### Task:
Could you retype the material, starting at its first line and ending with the line holding "Find the snow", and keep the pictures out?

### Materials provided:
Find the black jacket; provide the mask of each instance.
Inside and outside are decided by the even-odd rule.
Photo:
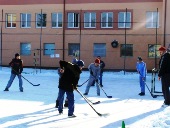
[[[161,56],[159,61],[158,76],[162,77],[165,74],[170,74],[170,54],[168,52]]]
[[[68,92],[73,92],[74,88],[77,87],[80,79],[81,70],[78,65],[74,65],[70,62],[60,60],[60,68],[64,69],[64,73],[59,79],[59,87]]]
[[[9,66],[12,67],[11,73],[12,74],[21,74],[23,71],[23,64],[21,59],[12,59],[12,61],[9,63]]]
[[[103,73],[104,67],[105,67],[104,61],[100,60],[100,71],[101,71],[101,73]]]

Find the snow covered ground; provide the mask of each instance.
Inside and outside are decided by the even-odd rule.
[[[152,98],[146,88],[146,95],[139,96],[138,74],[132,72],[104,72],[101,96],[97,96],[96,87],[91,87],[87,98],[100,104],[92,107],[101,114],[98,116],[79,93],[75,92],[76,118],[68,118],[68,109],[59,115],[55,106],[58,94],[58,74],[56,70],[24,69],[22,75],[33,84],[23,79],[24,92],[19,92],[18,78],[9,89],[4,88],[10,77],[10,68],[0,70],[0,128],[121,128],[122,121],[126,128],[170,128],[170,107],[162,108],[163,97]],[[79,84],[89,77],[83,71]],[[147,74],[148,87],[151,86],[151,74]],[[86,84],[79,87],[84,93]],[[160,81],[156,78],[156,89],[161,91]]]

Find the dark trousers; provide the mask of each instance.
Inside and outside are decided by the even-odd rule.
[[[164,96],[164,103],[170,105],[170,74],[165,74],[161,77],[162,93]]]
[[[63,100],[64,100],[64,94],[66,93],[67,99],[68,99],[68,116],[73,115],[74,113],[74,93],[73,92],[68,92],[62,89],[59,89],[59,107],[58,111],[62,112],[63,111]]]

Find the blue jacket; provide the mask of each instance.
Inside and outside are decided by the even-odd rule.
[[[139,72],[141,77],[146,77],[147,70],[146,70],[146,63],[143,61],[136,63],[136,70]]]

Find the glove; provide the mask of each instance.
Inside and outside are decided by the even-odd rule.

### Solution to this task:
Find the black jacket; provide the mask of each instance.
Inside and outside are decided by the even-odd rule.
Photo:
[[[161,56],[159,61],[158,76],[162,77],[165,74],[170,74],[170,54],[168,52]]]
[[[68,92],[73,92],[74,88],[77,87],[80,79],[81,70],[78,65],[74,65],[70,62],[60,60],[60,68],[64,69],[64,73],[59,79],[59,87]]]
[[[9,66],[12,67],[11,73],[12,74],[21,74],[23,71],[23,64],[21,59],[12,59],[12,61],[9,63]]]
[[[103,73],[104,67],[105,67],[104,61],[100,60],[100,71],[101,71],[101,73]]]

Find the snow covered ground; provide the mask of each instance.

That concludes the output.